Task description:
Reproduce the records below exactly as shown.

Materials provided:
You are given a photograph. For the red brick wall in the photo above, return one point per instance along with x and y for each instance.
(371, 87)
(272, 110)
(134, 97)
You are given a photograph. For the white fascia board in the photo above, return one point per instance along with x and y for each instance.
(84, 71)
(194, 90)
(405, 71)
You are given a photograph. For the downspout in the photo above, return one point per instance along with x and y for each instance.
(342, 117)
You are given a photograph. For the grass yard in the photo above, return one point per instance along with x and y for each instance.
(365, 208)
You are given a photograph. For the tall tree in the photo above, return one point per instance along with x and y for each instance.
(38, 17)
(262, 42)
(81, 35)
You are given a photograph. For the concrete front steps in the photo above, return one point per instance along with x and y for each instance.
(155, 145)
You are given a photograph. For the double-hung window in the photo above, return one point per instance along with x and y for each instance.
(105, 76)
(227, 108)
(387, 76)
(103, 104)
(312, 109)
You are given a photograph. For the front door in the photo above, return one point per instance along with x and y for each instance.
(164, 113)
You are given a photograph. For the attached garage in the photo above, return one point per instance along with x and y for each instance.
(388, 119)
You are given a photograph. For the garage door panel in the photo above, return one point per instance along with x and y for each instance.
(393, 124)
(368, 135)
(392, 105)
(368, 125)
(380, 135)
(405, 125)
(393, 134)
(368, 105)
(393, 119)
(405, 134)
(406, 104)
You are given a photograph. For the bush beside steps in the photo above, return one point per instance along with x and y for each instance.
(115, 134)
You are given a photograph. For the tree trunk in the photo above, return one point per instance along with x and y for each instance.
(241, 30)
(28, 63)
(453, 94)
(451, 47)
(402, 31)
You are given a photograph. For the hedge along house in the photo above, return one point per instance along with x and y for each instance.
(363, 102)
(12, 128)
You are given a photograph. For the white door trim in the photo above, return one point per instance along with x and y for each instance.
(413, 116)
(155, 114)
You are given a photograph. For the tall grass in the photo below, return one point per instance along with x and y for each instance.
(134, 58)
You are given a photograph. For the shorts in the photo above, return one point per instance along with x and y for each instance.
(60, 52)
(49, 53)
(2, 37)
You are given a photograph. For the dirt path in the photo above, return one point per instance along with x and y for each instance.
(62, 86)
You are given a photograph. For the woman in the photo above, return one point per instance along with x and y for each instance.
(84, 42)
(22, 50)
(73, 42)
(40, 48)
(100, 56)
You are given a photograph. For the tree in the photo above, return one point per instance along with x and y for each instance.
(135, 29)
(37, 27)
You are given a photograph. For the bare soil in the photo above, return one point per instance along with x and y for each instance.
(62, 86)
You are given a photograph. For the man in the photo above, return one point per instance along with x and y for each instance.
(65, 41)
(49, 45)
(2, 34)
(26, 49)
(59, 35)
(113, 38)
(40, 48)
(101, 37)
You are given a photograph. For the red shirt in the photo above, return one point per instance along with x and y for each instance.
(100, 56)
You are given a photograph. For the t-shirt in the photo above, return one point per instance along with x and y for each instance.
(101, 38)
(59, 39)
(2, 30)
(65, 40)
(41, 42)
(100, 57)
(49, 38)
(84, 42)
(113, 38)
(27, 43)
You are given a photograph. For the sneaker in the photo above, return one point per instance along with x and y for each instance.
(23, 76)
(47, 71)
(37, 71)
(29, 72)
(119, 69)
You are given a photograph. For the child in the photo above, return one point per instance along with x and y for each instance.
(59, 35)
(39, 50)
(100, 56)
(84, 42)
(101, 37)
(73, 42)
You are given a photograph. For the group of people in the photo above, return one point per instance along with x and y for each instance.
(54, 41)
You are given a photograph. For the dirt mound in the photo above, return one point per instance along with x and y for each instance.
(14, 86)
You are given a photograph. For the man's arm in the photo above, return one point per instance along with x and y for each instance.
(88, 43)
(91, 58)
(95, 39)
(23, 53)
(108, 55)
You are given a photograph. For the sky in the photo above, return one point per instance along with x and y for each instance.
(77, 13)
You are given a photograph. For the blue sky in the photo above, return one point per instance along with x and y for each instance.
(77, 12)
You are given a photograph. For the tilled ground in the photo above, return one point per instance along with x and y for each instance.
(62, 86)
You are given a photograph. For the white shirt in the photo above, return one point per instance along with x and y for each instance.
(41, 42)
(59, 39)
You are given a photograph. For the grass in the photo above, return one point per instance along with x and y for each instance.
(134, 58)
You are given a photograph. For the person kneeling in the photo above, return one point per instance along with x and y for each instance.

Task solution:
You are given a photograph. For the red brick wall in the photo above, return one point per instance along with x and y for each instance.
(371, 87)
(272, 110)
(134, 97)
You are given a photograph. For the white fascia board in the photo above, return one point per instance along with x and y for each instance.
(84, 71)
(194, 90)
(405, 71)
You are given a photograph. For the downspout in the photo above, return one point per instance along with x and y for each instance.
(342, 117)
You are given a photograph. For the grass yard in the photo above, return one point per instance along with x and y for each instance.
(365, 208)
You are given a photograph. For the tall tree in the photo above, return one point per instance along with x and y for each instance.
(38, 17)
(262, 42)
(81, 35)
You are given a photograph. For the concrete front steps in the photo above, return one point per instance along with x and y for each instance.
(155, 145)
You are given a photograph. For the double-hung window in the photo above, return one point per instance along with x and y for each instance.
(105, 76)
(227, 108)
(387, 76)
(103, 104)
(312, 109)
You are given a photograph. For the front door in the photo above, return one point per instance along with x and y for each instance.
(164, 113)
You are given a photograph. For the attached garage in the photo above, return one point per instance along with x and y for each instance.
(388, 119)
You are given a photograph. For the garage door panel in the photo above, return one point per instance along with x and y for each instance.
(393, 124)
(368, 135)
(392, 105)
(368, 125)
(380, 135)
(405, 125)
(393, 134)
(368, 105)
(393, 119)
(405, 134)
(406, 104)
You are given a photograph. For the bush beside steps in the photo above, return one point per instance along with x and y for each instance.
(115, 134)
You are given a photograph. For the tree trunk in the photo above, return one point per instance along with x and y for each instance.
(241, 30)
(28, 63)
(453, 94)
(451, 47)
(402, 31)
You are given a photograph. For the hedge along house in the photo above, return one point per instance along with x and y for each instance.
(363, 102)
(12, 128)
You are given a photograph. For the white door trim in the photo above, return one point per instance along with x and y for each instance.
(413, 116)
(155, 114)
You are given a photograph. For the tall grass in the photo below, return one point per instance along with x and y for each instance.
(134, 58)
You are given a photograph. For the shorts in the photo above, return one point per instance along with x and y for each instance.
(60, 52)
(49, 53)
(2, 37)
You are given a photograph. For the dirt path in the photo above, return one point per instance along with x and y for each instance.
(62, 86)
You are given a photograph. For the woman in the photo above, return one point per instance along with x and y for each instance.
(84, 42)
(22, 50)
(73, 42)
(40, 48)
(100, 56)
You are given a photograph. For the tree in the photo above, return one point per instance along with x and y for each instance.
(135, 29)
(37, 27)
You are given a photograph. For the bare soil in the photo above, return one point per instance along with x and y for each instance.
(62, 86)
You are given a photograph. For the man in the photo above, return one point per instance along with x and y for each instance.
(65, 41)
(49, 45)
(2, 34)
(26, 49)
(59, 35)
(113, 38)
(40, 48)
(101, 37)
You are given a photograph. For the red shirt in the photo above, return one point per instance along with x and y for each instance.
(100, 56)
You are given a photograph. For the t-shirt in the photo above, return one point per instance along with x and y for each instance.
(101, 38)
(59, 39)
(2, 30)
(65, 40)
(41, 42)
(100, 57)
(49, 38)
(84, 42)
(113, 38)
(27, 43)
You are given a photograph. For the sneaker in the photo above, return one point per instance along with x and y for each instance.
(23, 76)
(47, 71)
(37, 71)
(29, 72)
(119, 69)
You are given a photograph. For the child in the photo above, return one point per instance along with x and y for each instance.
(59, 35)
(39, 50)
(100, 56)
(84, 42)
(101, 37)
(73, 42)
You are given a photograph. For the group of people in the photo above, return one point per instance along with x and y for each instance.
(54, 41)
You are given a photograph. For the dirt mound in the photo above, return one point per instance along with x and y for each instance.
(14, 86)
You are given a photograph. For the man's arm in the photo above, return one point per instance along with x and y for each instance.
(88, 43)
(91, 58)
(95, 39)
(23, 53)
(108, 55)
You are given a photograph. For the sky in the photo above, return one point per instance along with x and y for each instance.
(77, 13)
You are given a photograph. For the blue sky in the photo above, return one point per instance along with x and y for each instance.
(77, 12)
You are given a photograph. For the tilled ground in the photo above, return one point per instance along with x and y for each instance.
(62, 86)
You are given a photograph. For the white shirt in the photo above, return one point per instance along with x and y for each instance.
(41, 42)
(59, 39)
You are given a photograph. For the grass in the photo above, return one point per instance along with x and y for each instance.
(134, 58)
You are given a photograph. For the person kneeling in the photo above, return one point per instance along with x and y for each instance.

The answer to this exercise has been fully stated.